**Problem to work on**
Begin with the line that contains "Lane-count request: drop a dot on each instance of the blurred" and transcribe each line after it, up to and including the last line of the listing below.

* Start Items *

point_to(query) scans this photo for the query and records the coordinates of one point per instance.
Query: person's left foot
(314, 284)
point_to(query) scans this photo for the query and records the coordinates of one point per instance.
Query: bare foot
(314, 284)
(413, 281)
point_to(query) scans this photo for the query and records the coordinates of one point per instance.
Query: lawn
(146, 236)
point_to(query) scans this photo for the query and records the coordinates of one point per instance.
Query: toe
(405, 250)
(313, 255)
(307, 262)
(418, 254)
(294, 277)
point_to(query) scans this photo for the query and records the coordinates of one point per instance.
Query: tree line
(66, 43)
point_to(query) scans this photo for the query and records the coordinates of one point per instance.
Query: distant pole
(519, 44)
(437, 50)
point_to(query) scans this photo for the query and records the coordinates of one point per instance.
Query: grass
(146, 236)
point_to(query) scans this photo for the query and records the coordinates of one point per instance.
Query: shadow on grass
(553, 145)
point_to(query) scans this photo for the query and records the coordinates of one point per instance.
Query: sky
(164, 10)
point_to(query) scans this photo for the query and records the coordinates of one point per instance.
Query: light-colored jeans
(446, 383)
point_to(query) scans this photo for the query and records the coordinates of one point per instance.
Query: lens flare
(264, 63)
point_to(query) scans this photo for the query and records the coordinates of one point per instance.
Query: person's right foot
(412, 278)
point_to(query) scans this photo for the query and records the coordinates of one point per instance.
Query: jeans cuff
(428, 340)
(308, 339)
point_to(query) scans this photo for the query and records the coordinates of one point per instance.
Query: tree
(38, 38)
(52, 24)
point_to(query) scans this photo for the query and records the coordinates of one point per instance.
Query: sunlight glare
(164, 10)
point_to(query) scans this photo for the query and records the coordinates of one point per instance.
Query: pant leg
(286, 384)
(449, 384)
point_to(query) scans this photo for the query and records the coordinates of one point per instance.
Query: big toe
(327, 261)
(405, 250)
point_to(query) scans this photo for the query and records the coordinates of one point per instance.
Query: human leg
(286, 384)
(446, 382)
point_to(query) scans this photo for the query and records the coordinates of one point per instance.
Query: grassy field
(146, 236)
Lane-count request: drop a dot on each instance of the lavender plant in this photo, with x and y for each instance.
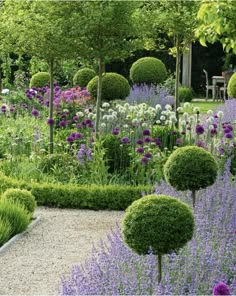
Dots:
(113, 269)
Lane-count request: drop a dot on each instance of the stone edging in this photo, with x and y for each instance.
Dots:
(19, 235)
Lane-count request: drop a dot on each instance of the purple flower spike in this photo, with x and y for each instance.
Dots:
(50, 121)
(221, 289)
(200, 129)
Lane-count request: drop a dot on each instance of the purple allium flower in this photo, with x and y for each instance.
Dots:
(62, 123)
(179, 141)
(144, 160)
(116, 131)
(140, 150)
(50, 121)
(148, 155)
(35, 113)
(221, 289)
(146, 132)
(228, 136)
(200, 129)
(139, 142)
(147, 140)
(70, 139)
(125, 140)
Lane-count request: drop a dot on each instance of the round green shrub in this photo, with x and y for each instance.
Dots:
(231, 89)
(5, 231)
(148, 70)
(166, 135)
(117, 155)
(22, 197)
(190, 168)
(39, 79)
(114, 87)
(83, 76)
(160, 222)
(15, 214)
(185, 94)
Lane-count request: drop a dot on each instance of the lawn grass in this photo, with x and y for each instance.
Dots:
(204, 106)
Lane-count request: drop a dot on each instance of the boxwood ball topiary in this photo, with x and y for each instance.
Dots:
(231, 89)
(190, 168)
(114, 87)
(39, 79)
(83, 76)
(22, 197)
(148, 70)
(160, 222)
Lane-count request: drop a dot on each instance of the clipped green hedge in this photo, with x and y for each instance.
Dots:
(94, 197)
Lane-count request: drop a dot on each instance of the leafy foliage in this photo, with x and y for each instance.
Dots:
(148, 70)
(190, 168)
(114, 87)
(39, 79)
(83, 76)
(22, 197)
(157, 222)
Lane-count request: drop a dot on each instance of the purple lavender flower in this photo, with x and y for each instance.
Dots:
(146, 132)
(221, 289)
(140, 150)
(199, 129)
(50, 121)
(35, 113)
(125, 140)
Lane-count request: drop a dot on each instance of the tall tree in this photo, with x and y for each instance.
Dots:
(39, 28)
(107, 33)
(177, 20)
(217, 23)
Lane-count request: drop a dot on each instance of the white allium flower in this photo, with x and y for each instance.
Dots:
(158, 107)
(162, 117)
(186, 105)
(220, 114)
(105, 105)
(196, 109)
(180, 109)
(168, 107)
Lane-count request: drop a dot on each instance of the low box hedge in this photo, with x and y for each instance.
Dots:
(111, 197)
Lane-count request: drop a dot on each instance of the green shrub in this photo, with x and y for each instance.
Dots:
(83, 76)
(148, 70)
(185, 94)
(190, 168)
(5, 231)
(15, 214)
(159, 223)
(166, 135)
(114, 87)
(39, 79)
(231, 89)
(111, 197)
(116, 155)
(22, 197)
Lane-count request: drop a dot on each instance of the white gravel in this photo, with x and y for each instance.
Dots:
(33, 265)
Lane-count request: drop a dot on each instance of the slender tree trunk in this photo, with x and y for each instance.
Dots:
(99, 95)
(159, 262)
(51, 64)
(194, 198)
(177, 75)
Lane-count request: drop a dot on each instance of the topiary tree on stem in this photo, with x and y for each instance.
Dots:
(190, 168)
(159, 223)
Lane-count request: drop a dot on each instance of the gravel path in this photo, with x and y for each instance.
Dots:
(34, 264)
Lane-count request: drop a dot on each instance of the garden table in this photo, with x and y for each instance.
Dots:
(215, 80)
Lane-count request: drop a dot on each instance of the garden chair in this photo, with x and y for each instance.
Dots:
(223, 89)
(210, 87)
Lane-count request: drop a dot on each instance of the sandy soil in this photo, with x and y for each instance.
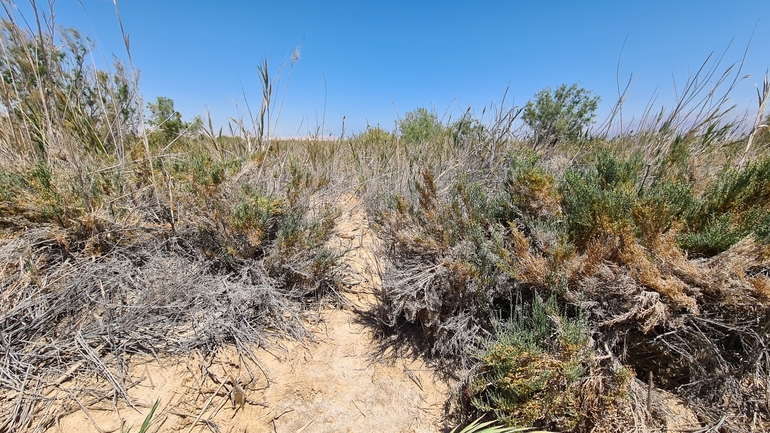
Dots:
(341, 381)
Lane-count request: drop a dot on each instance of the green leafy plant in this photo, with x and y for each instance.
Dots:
(561, 114)
(420, 126)
(146, 424)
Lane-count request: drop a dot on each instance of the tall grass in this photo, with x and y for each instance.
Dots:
(550, 276)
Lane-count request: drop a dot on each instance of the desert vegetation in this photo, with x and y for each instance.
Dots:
(561, 272)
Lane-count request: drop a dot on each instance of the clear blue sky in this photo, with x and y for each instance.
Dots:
(442, 54)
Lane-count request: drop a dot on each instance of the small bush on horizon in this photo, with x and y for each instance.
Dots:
(560, 115)
(420, 126)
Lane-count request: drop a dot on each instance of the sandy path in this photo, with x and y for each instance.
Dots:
(339, 382)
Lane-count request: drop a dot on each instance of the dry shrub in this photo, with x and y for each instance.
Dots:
(647, 273)
(530, 267)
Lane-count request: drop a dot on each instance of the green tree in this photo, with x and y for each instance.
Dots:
(420, 126)
(165, 118)
(562, 114)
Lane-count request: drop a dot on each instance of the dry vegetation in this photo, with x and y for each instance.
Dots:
(554, 280)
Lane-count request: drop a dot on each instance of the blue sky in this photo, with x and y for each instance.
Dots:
(359, 59)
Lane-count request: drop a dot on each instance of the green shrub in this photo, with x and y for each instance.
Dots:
(420, 126)
(532, 373)
(735, 205)
(562, 114)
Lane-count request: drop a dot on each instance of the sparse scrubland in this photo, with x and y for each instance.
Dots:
(556, 272)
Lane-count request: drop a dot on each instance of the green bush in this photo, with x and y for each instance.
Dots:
(420, 126)
(562, 114)
(532, 373)
(734, 206)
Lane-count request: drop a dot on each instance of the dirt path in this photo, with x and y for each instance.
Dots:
(339, 382)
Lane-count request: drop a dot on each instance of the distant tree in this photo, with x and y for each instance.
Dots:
(562, 114)
(165, 118)
(420, 126)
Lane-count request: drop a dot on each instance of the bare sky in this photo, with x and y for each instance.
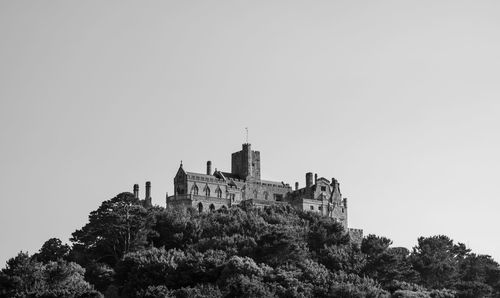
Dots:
(398, 100)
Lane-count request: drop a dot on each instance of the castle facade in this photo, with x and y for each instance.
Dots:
(243, 186)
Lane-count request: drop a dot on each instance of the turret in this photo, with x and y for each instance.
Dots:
(136, 191)
(309, 180)
(147, 199)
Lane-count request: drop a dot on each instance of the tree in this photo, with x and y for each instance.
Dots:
(118, 226)
(26, 277)
(435, 259)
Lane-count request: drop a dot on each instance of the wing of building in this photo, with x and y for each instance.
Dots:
(243, 186)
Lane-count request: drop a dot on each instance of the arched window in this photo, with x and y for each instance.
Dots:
(194, 190)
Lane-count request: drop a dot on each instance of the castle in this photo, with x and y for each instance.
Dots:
(243, 186)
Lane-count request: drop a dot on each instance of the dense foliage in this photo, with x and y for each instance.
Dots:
(126, 250)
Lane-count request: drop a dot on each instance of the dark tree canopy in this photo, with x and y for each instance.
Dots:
(126, 250)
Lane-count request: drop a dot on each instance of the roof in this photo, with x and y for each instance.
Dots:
(200, 175)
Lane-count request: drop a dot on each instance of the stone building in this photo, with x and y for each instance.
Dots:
(243, 185)
(147, 199)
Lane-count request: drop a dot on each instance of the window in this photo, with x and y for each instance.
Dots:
(194, 190)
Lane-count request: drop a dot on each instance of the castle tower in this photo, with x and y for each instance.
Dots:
(147, 199)
(136, 191)
(246, 163)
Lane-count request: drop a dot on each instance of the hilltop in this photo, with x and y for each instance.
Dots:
(128, 250)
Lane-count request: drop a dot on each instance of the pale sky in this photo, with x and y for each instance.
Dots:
(398, 100)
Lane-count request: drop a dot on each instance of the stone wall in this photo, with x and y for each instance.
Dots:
(356, 236)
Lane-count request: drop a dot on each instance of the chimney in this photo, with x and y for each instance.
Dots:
(209, 167)
(136, 191)
(308, 179)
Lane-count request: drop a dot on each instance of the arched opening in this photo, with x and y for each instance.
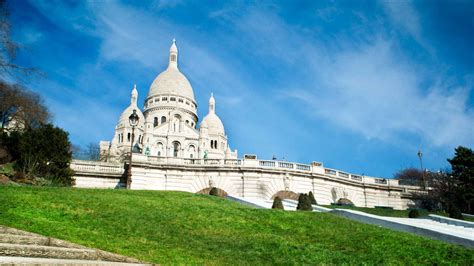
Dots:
(220, 192)
(176, 147)
(191, 151)
(160, 149)
(283, 194)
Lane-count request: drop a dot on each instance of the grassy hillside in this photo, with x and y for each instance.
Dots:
(176, 227)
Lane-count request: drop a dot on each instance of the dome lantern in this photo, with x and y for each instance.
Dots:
(173, 55)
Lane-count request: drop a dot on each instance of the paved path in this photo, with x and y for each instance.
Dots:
(456, 234)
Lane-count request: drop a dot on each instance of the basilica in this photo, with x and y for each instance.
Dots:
(168, 125)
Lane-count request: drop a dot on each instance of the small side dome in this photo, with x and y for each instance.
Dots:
(213, 124)
(123, 120)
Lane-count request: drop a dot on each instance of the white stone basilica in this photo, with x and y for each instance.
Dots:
(171, 152)
(168, 124)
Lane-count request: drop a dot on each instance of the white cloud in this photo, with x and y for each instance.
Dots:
(372, 91)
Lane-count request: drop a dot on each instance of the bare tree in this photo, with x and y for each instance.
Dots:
(410, 176)
(21, 109)
(8, 48)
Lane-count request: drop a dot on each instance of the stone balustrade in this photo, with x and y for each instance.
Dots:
(315, 168)
(96, 167)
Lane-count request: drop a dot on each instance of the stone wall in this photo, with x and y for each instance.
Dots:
(246, 178)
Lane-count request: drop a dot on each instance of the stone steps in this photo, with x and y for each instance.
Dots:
(19, 247)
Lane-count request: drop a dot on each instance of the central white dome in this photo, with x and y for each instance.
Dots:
(171, 82)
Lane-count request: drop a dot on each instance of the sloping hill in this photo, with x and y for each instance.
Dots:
(177, 227)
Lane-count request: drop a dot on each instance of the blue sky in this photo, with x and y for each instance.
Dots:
(357, 85)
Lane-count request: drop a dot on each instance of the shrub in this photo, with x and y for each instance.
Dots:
(414, 214)
(344, 202)
(455, 213)
(277, 204)
(45, 152)
(214, 192)
(311, 197)
(304, 203)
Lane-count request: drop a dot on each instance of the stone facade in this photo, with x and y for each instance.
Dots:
(168, 124)
(246, 178)
(172, 153)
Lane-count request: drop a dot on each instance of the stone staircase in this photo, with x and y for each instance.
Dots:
(24, 248)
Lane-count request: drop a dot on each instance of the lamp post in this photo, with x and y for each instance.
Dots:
(420, 155)
(133, 120)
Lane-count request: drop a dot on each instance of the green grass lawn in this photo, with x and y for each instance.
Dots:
(184, 228)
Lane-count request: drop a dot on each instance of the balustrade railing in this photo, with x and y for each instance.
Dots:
(116, 168)
(286, 165)
(344, 175)
(380, 181)
(267, 163)
(304, 167)
(330, 171)
(233, 162)
(96, 167)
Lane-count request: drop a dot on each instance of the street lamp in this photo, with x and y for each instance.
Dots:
(420, 155)
(133, 120)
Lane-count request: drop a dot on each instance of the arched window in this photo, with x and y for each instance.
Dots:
(191, 151)
(176, 147)
(160, 149)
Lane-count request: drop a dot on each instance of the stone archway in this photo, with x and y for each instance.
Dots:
(284, 194)
(220, 192)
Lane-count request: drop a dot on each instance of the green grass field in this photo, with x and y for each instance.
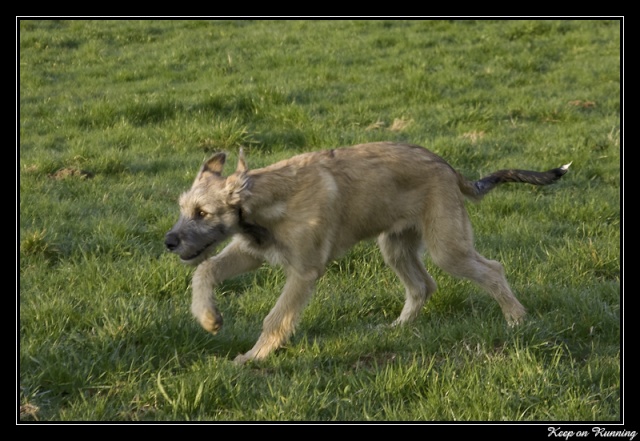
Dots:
(116, 117)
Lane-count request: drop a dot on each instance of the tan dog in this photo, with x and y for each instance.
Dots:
(302, 212)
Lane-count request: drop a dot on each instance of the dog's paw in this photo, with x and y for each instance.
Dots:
(242, 359)
(211, 321)
(515, 317)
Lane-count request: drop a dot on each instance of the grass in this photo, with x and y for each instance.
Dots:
(117, 116)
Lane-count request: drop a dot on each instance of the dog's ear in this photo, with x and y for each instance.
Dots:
(242, 163)
(237, 187)
(213, 167)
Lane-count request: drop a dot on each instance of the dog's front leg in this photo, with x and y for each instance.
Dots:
(281, 322)
(231, 261)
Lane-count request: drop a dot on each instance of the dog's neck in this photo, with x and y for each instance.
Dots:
(258, 234)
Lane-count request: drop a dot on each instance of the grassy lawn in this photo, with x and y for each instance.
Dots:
(116, 117)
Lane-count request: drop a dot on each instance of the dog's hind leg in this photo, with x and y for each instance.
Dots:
(281, 322)
(230, 262)
(402, 251)
(450, 243)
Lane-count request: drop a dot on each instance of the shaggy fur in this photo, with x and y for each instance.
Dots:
(302, 212)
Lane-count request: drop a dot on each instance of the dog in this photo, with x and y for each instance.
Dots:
(302, 212)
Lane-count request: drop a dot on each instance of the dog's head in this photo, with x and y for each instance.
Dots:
(209, 211)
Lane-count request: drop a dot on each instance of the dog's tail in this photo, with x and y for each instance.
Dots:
(477, 189)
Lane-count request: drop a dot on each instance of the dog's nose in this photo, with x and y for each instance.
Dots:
(171, 241)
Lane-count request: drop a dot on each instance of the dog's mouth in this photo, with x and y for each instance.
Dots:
(200, 255)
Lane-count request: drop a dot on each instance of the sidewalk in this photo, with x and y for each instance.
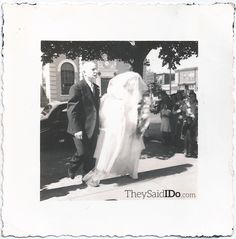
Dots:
(160, 168)
(156, 173)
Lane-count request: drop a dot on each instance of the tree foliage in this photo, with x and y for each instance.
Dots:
(173, 52)
(154, 87)
(133, 53)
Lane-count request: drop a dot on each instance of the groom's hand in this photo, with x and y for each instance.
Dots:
(79, 135)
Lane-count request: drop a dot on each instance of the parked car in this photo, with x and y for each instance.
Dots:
(53, 123)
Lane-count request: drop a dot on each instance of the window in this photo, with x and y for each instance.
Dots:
(67, 77)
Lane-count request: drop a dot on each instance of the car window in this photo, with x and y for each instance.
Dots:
(46, 109)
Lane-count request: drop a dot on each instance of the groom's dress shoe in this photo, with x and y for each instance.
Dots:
(71, 173)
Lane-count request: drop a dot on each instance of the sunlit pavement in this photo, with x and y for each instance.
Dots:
(160, 169)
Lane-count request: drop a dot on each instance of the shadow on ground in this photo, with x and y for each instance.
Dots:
(53, 163)
(120, 181)
(148, 175)
(155, 148)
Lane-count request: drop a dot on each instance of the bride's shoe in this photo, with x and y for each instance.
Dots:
(88, 175)
(93, 183)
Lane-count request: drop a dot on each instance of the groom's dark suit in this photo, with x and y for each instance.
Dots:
(82, 112)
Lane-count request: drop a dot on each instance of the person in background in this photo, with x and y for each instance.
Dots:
(189, 131)
(83, 120)
(178, 120)
(165, 124)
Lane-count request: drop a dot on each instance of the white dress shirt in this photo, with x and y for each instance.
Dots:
(91, 85)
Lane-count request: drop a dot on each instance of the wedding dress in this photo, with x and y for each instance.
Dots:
(123, 120)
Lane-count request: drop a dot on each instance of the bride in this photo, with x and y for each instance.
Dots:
(123, 120)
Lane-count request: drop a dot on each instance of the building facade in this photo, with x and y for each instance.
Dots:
(62, 73)
(187, 77)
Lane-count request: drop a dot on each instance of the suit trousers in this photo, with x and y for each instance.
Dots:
(84, 154)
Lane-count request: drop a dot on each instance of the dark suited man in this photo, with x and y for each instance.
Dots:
(83, 120)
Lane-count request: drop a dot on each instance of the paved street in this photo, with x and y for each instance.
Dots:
(160, 169)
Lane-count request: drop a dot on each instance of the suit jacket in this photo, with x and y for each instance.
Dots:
(82, 109)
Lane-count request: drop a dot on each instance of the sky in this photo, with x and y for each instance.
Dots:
(156, 63)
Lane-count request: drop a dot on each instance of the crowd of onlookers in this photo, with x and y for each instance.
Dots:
(179, 120)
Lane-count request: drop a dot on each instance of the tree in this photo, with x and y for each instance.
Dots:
(132, 52)
(154, 87)
(172, 53)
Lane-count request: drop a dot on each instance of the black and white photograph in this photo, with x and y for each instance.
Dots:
(118, 118)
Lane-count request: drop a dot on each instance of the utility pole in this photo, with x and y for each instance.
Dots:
(170, 81)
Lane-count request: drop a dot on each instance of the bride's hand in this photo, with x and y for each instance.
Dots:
(79, 135)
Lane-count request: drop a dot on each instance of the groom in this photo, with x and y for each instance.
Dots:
(83, 120)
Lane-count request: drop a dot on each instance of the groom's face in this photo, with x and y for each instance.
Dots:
(90, 71)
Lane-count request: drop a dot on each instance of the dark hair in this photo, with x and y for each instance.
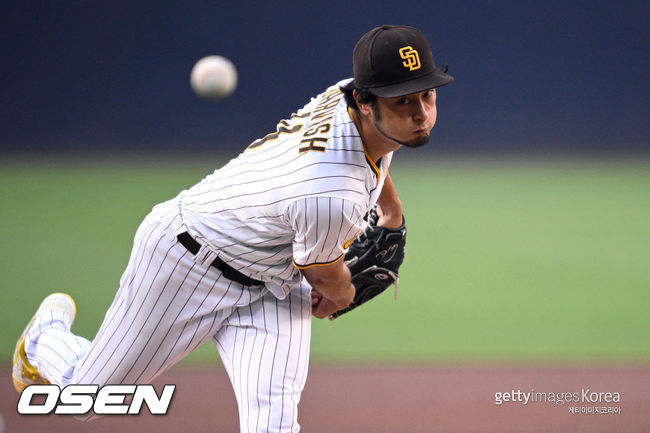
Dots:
(364, 95)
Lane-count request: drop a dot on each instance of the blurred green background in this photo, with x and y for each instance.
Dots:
(507, 260)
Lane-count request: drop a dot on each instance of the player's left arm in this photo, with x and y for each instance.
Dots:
(390, 206)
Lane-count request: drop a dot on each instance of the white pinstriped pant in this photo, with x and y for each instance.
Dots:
(166, 306)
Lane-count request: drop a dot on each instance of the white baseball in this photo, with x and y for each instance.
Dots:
(213, 77)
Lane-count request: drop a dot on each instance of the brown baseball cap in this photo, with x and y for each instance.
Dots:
(394, 61)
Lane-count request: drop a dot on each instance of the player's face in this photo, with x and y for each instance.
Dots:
(408, 120)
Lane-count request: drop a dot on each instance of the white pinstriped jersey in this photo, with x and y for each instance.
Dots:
(292, 199)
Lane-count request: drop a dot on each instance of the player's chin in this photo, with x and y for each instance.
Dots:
(420, 141)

* End Items *

**Written solution**
Lane-count request: drop a dot on each instance of the blurred green background in this photo, with x and y for each instance.
Dots:
(507, 260)
Lane-count request: drop a dot on each instance of the player's left arm in this photo, with x and y for each instance.
Dots:
(390, 206)
Lane-count request: drop a dot on each instance of the white pinstriped pant in this photo, with x and y for each instance.
Dots:
(166, 306)
Lane-count request: drop a dot on each instance of the white baseball in this photo, with x and y for each instance.
Dots:
(213, 77)
Lane-count request: drop a dot on each instance of the brown baseball cap in this photo, with x and y for each instance.
Dots:
(394, 61)
Lane-count request: drop a dot on each instance of the player's face in this photo, with x and y for each instance.
Dots:
(408, 120)
Lane-count request: drop a dot on each instance of the white pinstriped jersey in this photo, with x and y for each instance.
Dots:
(292, 199)
Lane-count request: drop a dot on each instance of the player's chin in this photo, with x and y for each instance.
Dots:
(420, 141)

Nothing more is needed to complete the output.